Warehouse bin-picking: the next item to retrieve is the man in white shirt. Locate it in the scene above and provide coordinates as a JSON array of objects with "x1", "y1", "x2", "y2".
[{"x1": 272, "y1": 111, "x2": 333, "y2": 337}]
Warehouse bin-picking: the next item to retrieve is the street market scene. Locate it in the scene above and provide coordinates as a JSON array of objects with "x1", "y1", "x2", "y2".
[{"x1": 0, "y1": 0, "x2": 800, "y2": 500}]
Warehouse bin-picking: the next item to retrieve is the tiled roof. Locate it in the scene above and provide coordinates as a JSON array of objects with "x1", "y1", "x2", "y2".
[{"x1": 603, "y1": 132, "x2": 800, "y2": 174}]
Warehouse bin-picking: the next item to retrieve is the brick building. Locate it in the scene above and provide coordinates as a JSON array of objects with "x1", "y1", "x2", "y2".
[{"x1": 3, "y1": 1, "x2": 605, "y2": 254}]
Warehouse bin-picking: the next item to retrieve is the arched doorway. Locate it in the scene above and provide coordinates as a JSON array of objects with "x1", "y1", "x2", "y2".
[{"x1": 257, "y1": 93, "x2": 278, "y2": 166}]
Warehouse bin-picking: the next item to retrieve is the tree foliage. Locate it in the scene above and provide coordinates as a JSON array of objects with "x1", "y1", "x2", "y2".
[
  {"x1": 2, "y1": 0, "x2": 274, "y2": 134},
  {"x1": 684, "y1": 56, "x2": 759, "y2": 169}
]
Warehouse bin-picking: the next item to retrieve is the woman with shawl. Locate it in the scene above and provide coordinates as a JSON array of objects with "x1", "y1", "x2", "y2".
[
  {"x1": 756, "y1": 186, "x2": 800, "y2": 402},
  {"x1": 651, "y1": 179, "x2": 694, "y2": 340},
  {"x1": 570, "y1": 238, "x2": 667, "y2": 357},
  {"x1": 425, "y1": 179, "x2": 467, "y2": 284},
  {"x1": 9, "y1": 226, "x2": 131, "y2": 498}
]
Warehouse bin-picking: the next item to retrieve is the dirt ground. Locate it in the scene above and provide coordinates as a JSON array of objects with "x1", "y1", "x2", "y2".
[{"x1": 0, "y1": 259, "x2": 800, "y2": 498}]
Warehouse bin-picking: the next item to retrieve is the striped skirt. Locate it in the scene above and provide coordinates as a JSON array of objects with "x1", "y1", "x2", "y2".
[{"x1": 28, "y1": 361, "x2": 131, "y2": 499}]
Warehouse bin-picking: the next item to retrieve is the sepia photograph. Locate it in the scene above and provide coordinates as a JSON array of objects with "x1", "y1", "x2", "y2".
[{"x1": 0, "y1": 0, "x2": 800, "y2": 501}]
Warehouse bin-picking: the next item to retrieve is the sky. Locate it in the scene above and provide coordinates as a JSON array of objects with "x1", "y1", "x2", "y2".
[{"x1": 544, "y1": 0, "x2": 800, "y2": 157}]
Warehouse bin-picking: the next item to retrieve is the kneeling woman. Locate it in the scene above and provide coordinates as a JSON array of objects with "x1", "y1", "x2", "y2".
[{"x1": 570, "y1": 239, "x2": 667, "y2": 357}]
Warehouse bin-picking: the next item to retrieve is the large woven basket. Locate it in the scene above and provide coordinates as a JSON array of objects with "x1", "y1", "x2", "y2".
::::::::::
- Direction -
Repeat every one of the entries above verbatim, changing nothing in any line.

- In response -
Warehouse bin-picking: the next item to retrieve is the man in white shirt. Locate it in the scene above and provide coordinates as a JSON array of objects with "x1", "y1", "x2", "y2".
[{"x1": 272, "y1": 111, "x2": 333, "y2": 337}]
Warehouse bin-picking: the next item to retrieve is the street market scene. Locate it in the scene above and provide coordinates as a JSON array of objects with "x1", "y1", "x2", "y2".
[{"x1": 0, "y1": 0, "x2": 800, "y2": 500}]
Warehouse bin-picking: the next item to retrieve is the tiled roof. Locate it in the scene above and provide coordinates as a JSON array of objects with "x1", "y1", "x2", "y2".
[{"x1": 603, "y1": 132, "x2": 800, "y2": 174}]
Warehouse bin-picking: the next item to retrieve is the brick building. Locate it in the scene above and provide coordinates as a JSON array of objects with "x1", "y1", "x2", "y2".
[{"x1": 3, "y1": 1, "x2": 605, "y2": 254}]
Warehouse bin-picking: the next item to retrieve is the arched doorway. Locate it in the scene above and provide coordinates as a JSON array of objects with "x1", "y1", "x2", "y2".
[{"x1": 257, "y1": 93, "x2": 278, "y2": 166}]
Warehouse bin-picking: the next item to retrieve is the tree foliage. Locate it in the scene above and provide coordinates as a JSON array of objects with "x1", "y1", "x2", "y2".
[
  {"x1": 2, "y1": 0, "x2": 274, "y2": 134},
  {"x1": 684, "y1": 56, "x2": 759, "y2": 169}
]
Warehouse bin-picking: the next item to retrieve is the woman with shawl. Locate it in the scene above and provide coordinates as a JSON array of objects with "x1", "y1", "x2", "y2".
[
  {"x1": 756, "y1": 186, "x2": 800, "y2": 402},
  {"x1": 651, "y1": 179, "x2": 694, "y2": 340},
  {"x1": 570, "y1": 238, "x2": 667, "y2": 357},
  {"x1": 425, "y1": 179, "x2": 467, "y2": 284},
  {"x1": 9, "y1": 226, "x2": 131, "y2": 498}
]
Warehouse bin-picking: the next item to retrieve is the dirt ground. Locate it in the scene above and provide coordinates as a JSON array of objects with "x1", "y1", "x2", "y2".
[{"x1": 0, "y1": 259, "x2": 800, "y2": 498}]
Warehouse bin-picking: the next item to retrieve is the striped skirt. Locate it in the scene above and provide coordinates as a JSON array of objects with "x1", "y1", "x2", "y2".
[{"x1": 28, "y1": 361, "x2": 131, "y2": 499}]
Warehouse bin-picking: the next item to retrieve is the sepia photograph. Locate it in the scene above and provide coordinates as a JSON array of objects with "x1", "y1", "x2", "y2".
[{"x1": 0, "y1": 0, "x2": 800, "y2": 501}]
Warehouse bin-picking: the next item to retrieve is the sky. Locate it in the scene above and provide coordinates as a JSON array of objects with "x1", "y1", "x2", "y2".
[{"x1": 544, "y1": 0, "x2": 800, "y2": 157}]
Warehouse bin-picking: the next item to retrieve is the kneeling woman. Locate it in the scene above and provide coordinates as a JSON array of objects with "x1", "y1", "x2", "y2".
[{"x1": 570, "y1": 239, "x2": 667, "y2": 357}]
Warehouse bin-picking: the next item to retrieve is the large woven basket. Locate it in the scene above and provide coordinates as a JSON array of objects with "x1", "y1", "x2", "y2".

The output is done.